> Task prompt
Count the lines in the following data that include "below". Please write only the number.

> Stored dataset items

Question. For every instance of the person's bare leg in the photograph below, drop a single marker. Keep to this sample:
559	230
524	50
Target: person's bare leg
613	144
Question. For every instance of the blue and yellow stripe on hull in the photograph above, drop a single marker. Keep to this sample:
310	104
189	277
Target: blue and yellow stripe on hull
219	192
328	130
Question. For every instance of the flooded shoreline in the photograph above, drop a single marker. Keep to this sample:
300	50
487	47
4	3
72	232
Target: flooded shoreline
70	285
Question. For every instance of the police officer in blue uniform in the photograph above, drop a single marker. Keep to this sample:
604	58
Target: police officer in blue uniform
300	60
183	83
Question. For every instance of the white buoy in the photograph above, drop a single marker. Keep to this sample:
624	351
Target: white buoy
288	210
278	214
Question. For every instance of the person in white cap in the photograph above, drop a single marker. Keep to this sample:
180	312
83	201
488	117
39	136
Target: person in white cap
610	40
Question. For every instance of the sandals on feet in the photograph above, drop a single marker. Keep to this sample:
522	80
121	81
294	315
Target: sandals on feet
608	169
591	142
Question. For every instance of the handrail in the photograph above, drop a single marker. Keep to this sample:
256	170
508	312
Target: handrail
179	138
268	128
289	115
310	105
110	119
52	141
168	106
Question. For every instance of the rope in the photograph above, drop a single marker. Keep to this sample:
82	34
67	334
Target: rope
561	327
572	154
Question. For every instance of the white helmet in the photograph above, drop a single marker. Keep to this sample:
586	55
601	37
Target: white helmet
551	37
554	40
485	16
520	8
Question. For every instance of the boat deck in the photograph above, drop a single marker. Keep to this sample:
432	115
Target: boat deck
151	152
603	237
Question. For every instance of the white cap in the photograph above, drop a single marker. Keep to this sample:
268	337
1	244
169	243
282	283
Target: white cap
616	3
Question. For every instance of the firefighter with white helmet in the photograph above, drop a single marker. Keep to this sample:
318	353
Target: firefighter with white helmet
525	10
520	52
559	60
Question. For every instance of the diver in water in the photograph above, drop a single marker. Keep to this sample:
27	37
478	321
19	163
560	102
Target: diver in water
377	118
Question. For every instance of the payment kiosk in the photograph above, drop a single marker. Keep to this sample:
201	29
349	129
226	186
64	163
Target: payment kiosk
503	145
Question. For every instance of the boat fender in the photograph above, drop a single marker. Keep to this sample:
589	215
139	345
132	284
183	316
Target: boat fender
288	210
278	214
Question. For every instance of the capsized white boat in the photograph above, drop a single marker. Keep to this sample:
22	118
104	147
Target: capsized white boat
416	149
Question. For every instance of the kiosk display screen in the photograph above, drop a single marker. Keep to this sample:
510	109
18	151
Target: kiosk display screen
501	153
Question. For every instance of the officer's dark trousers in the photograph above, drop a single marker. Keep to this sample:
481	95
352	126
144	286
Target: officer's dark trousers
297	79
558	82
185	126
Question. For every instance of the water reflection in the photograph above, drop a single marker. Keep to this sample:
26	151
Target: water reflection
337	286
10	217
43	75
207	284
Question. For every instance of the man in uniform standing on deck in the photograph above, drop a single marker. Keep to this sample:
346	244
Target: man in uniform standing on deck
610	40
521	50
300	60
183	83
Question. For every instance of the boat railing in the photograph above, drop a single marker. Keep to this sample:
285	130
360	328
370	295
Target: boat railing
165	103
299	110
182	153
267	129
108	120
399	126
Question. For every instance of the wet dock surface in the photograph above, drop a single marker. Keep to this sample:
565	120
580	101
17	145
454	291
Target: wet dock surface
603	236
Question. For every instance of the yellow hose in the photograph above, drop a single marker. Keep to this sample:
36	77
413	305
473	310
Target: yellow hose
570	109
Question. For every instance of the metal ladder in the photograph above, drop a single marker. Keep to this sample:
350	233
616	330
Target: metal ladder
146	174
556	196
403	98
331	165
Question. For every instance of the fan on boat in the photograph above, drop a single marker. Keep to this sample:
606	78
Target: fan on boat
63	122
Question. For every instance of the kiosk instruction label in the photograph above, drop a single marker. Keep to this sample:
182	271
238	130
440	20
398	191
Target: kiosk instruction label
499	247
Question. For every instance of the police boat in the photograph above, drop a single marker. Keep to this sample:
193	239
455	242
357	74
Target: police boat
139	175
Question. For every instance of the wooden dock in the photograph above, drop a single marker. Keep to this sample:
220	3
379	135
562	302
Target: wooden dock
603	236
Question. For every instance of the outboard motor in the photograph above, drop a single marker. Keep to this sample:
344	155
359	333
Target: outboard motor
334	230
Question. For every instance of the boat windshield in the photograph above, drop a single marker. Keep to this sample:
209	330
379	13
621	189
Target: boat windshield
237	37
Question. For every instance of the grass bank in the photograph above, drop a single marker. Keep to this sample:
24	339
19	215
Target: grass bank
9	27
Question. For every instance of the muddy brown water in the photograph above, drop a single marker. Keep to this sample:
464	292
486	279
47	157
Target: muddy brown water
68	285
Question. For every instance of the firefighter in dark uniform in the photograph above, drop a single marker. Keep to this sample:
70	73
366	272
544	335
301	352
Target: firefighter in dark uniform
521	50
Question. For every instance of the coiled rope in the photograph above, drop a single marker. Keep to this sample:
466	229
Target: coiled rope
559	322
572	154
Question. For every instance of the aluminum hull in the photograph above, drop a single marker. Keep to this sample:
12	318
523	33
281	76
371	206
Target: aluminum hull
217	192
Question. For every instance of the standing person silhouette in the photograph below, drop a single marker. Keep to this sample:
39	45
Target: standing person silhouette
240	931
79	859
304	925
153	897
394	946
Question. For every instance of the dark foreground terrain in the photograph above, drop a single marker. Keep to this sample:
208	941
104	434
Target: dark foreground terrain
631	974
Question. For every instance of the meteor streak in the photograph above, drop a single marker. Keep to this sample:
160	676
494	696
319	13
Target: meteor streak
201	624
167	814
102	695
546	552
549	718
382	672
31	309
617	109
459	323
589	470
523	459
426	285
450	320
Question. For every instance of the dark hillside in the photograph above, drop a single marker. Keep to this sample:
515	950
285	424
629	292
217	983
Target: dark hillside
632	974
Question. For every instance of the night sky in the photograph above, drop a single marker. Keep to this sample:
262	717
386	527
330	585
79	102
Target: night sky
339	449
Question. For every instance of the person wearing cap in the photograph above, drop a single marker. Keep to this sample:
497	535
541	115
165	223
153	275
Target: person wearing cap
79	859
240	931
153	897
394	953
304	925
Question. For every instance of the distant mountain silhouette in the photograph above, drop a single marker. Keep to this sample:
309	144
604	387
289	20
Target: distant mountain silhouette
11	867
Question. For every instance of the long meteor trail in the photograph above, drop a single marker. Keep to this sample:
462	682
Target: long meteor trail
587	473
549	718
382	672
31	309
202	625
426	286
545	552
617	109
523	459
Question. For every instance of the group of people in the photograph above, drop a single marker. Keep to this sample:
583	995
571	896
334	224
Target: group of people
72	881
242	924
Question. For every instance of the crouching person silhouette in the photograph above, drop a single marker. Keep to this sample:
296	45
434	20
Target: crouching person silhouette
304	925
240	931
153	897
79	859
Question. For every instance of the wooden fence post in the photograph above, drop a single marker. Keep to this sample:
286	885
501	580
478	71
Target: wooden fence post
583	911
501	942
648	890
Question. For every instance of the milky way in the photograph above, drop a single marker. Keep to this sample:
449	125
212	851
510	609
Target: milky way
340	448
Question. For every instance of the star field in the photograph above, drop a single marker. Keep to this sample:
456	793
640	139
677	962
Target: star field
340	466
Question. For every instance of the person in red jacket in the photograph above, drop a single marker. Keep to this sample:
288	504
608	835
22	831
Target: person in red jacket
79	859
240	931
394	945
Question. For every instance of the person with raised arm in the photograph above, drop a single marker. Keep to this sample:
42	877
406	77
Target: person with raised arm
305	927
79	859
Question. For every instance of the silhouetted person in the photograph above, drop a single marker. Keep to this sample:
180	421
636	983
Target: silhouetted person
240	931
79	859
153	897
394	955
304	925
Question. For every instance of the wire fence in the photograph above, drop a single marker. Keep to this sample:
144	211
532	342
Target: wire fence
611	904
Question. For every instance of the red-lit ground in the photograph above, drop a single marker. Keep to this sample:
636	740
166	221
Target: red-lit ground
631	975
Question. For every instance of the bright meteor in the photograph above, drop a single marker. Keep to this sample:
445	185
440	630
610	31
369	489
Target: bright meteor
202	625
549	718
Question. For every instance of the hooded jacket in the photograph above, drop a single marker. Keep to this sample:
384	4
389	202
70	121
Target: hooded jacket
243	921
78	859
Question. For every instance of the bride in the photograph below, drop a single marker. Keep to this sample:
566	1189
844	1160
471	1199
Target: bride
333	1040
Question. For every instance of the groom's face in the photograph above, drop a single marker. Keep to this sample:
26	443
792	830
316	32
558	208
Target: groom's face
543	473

> Response
3